▸ **Task statement**
Take each line below that has "window" and copy it.

-- Information supplied follows --

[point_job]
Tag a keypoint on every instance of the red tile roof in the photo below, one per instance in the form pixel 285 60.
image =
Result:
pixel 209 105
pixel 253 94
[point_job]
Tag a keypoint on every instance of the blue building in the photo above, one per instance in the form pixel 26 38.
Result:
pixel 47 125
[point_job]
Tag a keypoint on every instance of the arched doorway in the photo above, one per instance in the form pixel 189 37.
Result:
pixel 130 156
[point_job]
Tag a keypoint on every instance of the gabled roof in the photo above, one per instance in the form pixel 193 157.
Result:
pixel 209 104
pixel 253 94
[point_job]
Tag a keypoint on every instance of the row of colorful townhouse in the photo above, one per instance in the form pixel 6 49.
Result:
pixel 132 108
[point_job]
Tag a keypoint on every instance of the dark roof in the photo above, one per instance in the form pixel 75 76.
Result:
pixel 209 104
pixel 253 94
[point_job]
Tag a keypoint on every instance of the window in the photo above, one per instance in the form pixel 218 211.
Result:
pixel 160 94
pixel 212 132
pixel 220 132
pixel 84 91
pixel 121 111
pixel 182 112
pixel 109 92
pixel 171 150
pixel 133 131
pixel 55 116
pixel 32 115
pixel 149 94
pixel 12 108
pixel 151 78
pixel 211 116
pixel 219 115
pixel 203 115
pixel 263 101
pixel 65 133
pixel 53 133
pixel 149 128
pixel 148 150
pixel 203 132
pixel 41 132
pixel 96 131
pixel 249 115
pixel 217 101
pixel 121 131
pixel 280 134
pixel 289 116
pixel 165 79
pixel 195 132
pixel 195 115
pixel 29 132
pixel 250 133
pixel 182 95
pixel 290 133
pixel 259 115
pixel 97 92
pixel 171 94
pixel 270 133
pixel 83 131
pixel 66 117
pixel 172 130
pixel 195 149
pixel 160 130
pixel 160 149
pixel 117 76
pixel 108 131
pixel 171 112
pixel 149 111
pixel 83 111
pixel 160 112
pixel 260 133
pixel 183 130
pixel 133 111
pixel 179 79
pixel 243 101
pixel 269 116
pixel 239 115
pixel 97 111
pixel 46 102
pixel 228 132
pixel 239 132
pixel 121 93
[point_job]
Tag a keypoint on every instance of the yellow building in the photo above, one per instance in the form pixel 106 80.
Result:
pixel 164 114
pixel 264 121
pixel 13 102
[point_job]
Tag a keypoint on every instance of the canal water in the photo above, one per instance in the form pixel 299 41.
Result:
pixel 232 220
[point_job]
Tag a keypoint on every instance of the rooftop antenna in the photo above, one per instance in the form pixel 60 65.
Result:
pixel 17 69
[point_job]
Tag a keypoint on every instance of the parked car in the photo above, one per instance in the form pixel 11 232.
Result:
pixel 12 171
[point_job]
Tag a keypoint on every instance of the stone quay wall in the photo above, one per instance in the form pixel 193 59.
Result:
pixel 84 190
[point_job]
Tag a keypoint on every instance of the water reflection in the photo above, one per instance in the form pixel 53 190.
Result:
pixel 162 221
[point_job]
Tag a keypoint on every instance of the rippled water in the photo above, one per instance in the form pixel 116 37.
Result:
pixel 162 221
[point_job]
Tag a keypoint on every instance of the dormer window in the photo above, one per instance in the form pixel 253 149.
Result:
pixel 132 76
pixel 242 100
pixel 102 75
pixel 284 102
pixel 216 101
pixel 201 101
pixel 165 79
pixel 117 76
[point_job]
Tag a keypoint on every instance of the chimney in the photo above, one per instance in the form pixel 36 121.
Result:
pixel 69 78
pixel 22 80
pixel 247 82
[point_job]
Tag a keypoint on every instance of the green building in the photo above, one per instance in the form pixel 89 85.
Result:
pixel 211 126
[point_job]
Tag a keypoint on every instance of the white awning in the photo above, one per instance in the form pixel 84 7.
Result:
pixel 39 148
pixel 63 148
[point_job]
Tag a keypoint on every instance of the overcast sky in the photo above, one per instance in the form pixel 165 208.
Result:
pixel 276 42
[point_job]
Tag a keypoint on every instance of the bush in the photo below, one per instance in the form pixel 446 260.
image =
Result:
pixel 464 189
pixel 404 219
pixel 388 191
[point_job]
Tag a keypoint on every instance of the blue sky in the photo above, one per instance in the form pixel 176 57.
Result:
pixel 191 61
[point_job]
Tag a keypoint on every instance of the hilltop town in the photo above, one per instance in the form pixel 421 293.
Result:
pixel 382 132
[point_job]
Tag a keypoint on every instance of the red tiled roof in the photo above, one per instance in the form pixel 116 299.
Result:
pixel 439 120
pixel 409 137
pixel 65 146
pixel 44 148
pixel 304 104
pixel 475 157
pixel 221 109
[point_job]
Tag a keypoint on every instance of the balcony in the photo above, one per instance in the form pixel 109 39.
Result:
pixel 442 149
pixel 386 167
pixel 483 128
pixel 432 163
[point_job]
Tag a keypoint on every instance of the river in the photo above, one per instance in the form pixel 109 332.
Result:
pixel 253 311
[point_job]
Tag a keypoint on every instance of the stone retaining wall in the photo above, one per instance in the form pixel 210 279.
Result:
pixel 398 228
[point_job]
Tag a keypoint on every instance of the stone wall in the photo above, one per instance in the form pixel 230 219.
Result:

-- Information supplied concluded --

▸ **Result for this exercise**
Tag a keypoint on every instance of the window in the photo above, one per instance in the form pixel 218 211.
Tag a keypoint on every instance of the dormer window in the photo above, one per instance in the form pixel 253 149.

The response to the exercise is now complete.